=== Task ===
Please keep only the lines of the data below that contain the word "Segment", treating uppercase and lowercase letters as distinct.
↓↓↓
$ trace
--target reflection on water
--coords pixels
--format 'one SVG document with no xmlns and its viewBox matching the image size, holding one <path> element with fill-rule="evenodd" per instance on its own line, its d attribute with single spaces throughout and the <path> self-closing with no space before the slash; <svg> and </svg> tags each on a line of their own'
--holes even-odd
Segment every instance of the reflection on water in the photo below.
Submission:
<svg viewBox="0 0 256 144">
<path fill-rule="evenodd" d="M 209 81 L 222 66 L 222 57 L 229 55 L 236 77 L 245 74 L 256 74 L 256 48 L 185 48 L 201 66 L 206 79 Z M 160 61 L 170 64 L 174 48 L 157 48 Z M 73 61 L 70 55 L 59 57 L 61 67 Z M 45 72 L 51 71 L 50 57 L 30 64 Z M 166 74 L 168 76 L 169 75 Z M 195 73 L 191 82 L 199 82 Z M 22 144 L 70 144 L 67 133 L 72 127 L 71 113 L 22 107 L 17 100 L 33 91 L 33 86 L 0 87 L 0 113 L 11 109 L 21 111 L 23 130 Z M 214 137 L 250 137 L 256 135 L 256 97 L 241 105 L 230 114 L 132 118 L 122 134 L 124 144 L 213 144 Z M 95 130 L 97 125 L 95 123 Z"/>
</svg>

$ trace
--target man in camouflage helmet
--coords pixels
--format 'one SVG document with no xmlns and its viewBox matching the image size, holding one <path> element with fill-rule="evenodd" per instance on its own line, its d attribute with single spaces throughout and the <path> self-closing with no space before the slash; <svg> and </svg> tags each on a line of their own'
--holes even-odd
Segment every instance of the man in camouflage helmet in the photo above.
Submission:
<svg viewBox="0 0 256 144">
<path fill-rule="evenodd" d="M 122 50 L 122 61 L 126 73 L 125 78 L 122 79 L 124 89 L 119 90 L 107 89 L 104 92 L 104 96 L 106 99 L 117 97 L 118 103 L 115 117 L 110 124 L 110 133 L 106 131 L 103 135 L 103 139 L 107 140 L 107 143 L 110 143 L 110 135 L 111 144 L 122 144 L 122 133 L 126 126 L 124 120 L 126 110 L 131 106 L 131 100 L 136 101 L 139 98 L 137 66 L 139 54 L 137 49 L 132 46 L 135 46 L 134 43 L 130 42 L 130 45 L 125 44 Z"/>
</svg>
↑↑↑
=== Answer to this exercise ===
Segment every instance of the reflection on water in the photo below.
Segment every instance of the man in camouflage helmet in the photo above.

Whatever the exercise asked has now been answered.